◆ JOB 1: Extract every line of the entries that contains the string "pole", treating uppercase and lowercase letters as distinct.

◆ SELECTION:
+ + + + +

The Ambassador in South Africa (Erhardt) to the Secretary of State *
Subject: Communist Influence in South African Trade Unions.
The current influence of Communism in South African trade unions is complicated by recent developments which have resulted in the dissolution of the Communist Party of South Africa (CPSA) and the passage of an Act declaring the CPSA an unlawful organization. It was known early in the last session of the South African Parliament (the 3rd session of the 10th Parliament which commenced on January 20 and ended on June 24, 1950) that the Nationalist Government intended to pass an Act outlawing the Communist Party. As the debate on the anti-Communist legislation got under way, the Communist Party of South Africa, occasioned surprise throughout the country by dissolving itself through a unanimous resolution of its Central Committee on May 7, 1950. According to Communist spokesmen, this [Page 1835]action was accepted unanimously by general meetings of every district subdivision of the organization. A public statement was issued under Communist auspices on June 20 announcing the dissolution of the CPSA and this announcement was read to the House of Assembly on the same day by Sam Kahn, Communist MP. Subsequently Parliament passed the Suppression of Communism Act which received the Governor General’s assent on June 26, 1950, thus coming into force on that date as Act No. 44 of 1950.

+ + + + +

Dataset entries
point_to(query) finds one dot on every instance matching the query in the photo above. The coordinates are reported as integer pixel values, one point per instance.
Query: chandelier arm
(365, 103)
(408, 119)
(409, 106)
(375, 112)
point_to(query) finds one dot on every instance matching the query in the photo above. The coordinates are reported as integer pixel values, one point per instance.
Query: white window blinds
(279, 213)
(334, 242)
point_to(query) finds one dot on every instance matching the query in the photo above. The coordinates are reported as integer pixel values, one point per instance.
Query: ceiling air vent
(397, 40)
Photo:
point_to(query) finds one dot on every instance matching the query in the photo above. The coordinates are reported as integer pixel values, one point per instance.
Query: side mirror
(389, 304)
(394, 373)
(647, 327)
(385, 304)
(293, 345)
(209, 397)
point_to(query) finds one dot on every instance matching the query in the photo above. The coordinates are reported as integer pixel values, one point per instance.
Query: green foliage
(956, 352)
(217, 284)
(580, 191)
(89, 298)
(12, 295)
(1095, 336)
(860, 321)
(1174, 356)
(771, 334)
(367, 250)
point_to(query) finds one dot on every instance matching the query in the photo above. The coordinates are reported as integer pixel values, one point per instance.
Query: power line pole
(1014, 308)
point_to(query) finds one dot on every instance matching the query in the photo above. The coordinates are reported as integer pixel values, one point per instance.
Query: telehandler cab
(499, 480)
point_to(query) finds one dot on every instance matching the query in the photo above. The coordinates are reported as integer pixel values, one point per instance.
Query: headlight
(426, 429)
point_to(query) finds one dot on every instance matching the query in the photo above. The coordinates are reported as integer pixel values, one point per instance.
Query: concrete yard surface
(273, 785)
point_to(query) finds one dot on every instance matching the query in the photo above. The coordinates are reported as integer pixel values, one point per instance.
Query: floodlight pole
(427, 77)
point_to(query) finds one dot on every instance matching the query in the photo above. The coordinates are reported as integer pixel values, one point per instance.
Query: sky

+ + + + +

◆ JOB 2: List, in order of appearance, every month-and-day date mentioned in the dispatch on Communist influence in South African trade unions.

◆ EXPECTED ANSWER 1:
Query: power line pole
Query: floodlight pole

◆ EXPECTED ANSWER 2:
January 20
June 24
May 7
June 20
June 26